» Required work:
Every entry that appears below is to be output exactly.

» Record set:

==================================================

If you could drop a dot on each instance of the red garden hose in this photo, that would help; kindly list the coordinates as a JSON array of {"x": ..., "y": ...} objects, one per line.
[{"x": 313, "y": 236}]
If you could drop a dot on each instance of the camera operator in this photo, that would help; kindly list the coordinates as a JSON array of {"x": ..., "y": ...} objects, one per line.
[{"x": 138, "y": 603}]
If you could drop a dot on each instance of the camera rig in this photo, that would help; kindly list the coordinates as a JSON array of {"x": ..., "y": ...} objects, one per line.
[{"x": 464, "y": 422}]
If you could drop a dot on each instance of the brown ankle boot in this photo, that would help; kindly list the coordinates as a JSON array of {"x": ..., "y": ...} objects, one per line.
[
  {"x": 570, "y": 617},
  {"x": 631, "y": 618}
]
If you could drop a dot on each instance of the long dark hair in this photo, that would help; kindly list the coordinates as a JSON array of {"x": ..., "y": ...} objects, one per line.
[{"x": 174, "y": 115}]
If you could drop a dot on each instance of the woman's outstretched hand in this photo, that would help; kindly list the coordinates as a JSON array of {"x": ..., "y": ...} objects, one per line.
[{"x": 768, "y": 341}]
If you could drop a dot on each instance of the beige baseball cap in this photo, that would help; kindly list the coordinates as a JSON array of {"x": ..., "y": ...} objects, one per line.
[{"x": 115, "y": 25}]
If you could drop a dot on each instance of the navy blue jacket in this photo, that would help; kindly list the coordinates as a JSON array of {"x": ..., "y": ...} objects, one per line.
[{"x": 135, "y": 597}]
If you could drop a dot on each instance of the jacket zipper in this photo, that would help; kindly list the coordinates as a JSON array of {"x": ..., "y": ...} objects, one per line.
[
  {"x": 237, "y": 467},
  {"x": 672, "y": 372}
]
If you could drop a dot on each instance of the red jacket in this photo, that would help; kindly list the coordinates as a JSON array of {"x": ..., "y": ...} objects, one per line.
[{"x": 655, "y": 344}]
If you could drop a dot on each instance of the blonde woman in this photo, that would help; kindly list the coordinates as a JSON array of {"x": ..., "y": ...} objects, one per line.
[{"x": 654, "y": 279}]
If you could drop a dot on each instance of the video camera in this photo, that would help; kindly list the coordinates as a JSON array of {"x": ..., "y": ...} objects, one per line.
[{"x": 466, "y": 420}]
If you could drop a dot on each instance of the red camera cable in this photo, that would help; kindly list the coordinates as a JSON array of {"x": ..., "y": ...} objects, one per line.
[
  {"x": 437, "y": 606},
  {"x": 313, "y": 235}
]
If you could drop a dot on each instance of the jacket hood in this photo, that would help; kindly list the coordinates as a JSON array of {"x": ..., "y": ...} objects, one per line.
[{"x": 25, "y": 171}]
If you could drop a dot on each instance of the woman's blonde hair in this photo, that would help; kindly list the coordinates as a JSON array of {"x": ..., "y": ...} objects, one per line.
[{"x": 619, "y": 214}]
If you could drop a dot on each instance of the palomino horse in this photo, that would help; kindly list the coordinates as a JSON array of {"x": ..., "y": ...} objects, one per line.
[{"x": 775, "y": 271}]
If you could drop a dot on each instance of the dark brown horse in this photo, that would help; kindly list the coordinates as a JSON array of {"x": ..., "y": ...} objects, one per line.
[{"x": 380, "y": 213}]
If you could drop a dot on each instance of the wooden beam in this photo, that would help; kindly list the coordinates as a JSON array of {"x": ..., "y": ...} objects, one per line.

==================================================

» Answer section:
If you could drop a dot on each instance of the red garden hose in this photo, that would help; kindly list the coordinates as a JSON array of {"x": ..., "y": ...} objects, one per line.
[{"x": 313, "y": 236}]
If you could drop a dot on each instance of the camera operator in this photo, that would help; kindly list the coordinates as a JSON array of {"x": ..., "y": ...} objects, one per line.
[{"x": 138, "y": 603}]
If you could drop a dot on each instance of the camera rig in this photo, that would help; kindly list the coordinates as a JSON array of {"x": ..., "y": ...} objects, one per line.
[{"x": 464, "y": 422}]
If you could drop a dot on each instance of the brown ankle boot in this photo, that would help; kindly list the coordinates as a JSON array of {"x": ..., "y": ...} objects, one per line.
[
  {"x": 570, "y": 617},
  {"x": 631, "y": 618}
]
If you could drop a dot on each instance of the long dark hair in this photo, that would help; kindly list the coordinates as a JSON array of {"x": ..., "y": ...} objects, one per line.
[{"x": 174, "y": 115}]
If you could drop a dot on each instance of the woman's outstretched hand in this photo, that would help; kindly list the coordinates as a JSON array of {"x": ..., "y": ...} objects, one per line.
[{"x": 768, "y": 341}]
If you could drop a dot on each instance of the beige baseball cap in this photo, that would help; kindly list the coordinates as a JSON array of {"x": ..., "y": ...} objects, one per line.
[{"x": 115, "y": 25}]
If you could drop a dot on each instance of the navy blue jacket in this photo, that would help; kindly list the coordinates as a JSON array of {"x": ..., "y": ...} objects, one per line.
[{"x": 135, "y": 597}]
If you could drop a dot on each instance of the jacket zipper in this photo, that would help; kindly list the coordinates as a JSON array of {"x": ..., "y": ...} objects, one per line.
[
  {"x": 237, "y": 467},
  {"x": 672, "y": 372}
]
If you could drop a dot on each instance of the red jacket in this photo, that would help; kindly list the coordinates as a JSON array of {"x": ..., "y": ...} objects, one per line.
[{"x": 655, "y": 344}]
If you could drop a dot on each instance of the blonde woman in this photo, that would help; kindly list the coordinates as a JSON array of {"x": ..., "y": ...} objects, one per line.
[{"x": 654, "y": 279}]
If you could drop a dot on each instance of the video camera in this photo, that would help; kindly list the coordinates as a JSON array of {"x": ..., "y": ...} objects, one per line.
[{"x": 466, "y": 420}]
If you could drop a dot on each instance of the red camera cable in this photo, that would help; kindly list the coordinates as a JSON array of {"x": ..., "y": ...} objects, one per line.
[
  {"x": 437, "y": 606},
  {"x": 313, "y": 235}
]
If you could drop a dot on each instance of the jacket hood in this photo, that would help; kindly list the coordinates as a JSON array of {"x": ..., "y": ...} objects, one per line.
[{"x": 25, "y": 171}]
If you could drop a dot on each instance of the woman's blonde hair in this photo, that would help; kindly list the coordinates as a JSON array of {"x": ..., "y": ...} objects, one per line.
[{"x": 619, "y": 214}]
If you could drop a dot on each instance of the palomino horse in this photo, that would help; kindly list the coordinates as a JSON array of {"x": ..., "y": ...} objects, one per line.
[{"x": 775, "y": 271}]
If you could drop a dot on each instance of the dark brown horse in this photo, that would help; kindly list the coordinates as a JSON array of {"x": ..., "y": ...} objects, one per line.
[{"x": 380, "y": 213}]
If you could drop a dot on each instance of the wooden beam in this photo, that would help; kindly list the coordinates as a JSON array of {"x": ..., "y": ...} objects, one per line.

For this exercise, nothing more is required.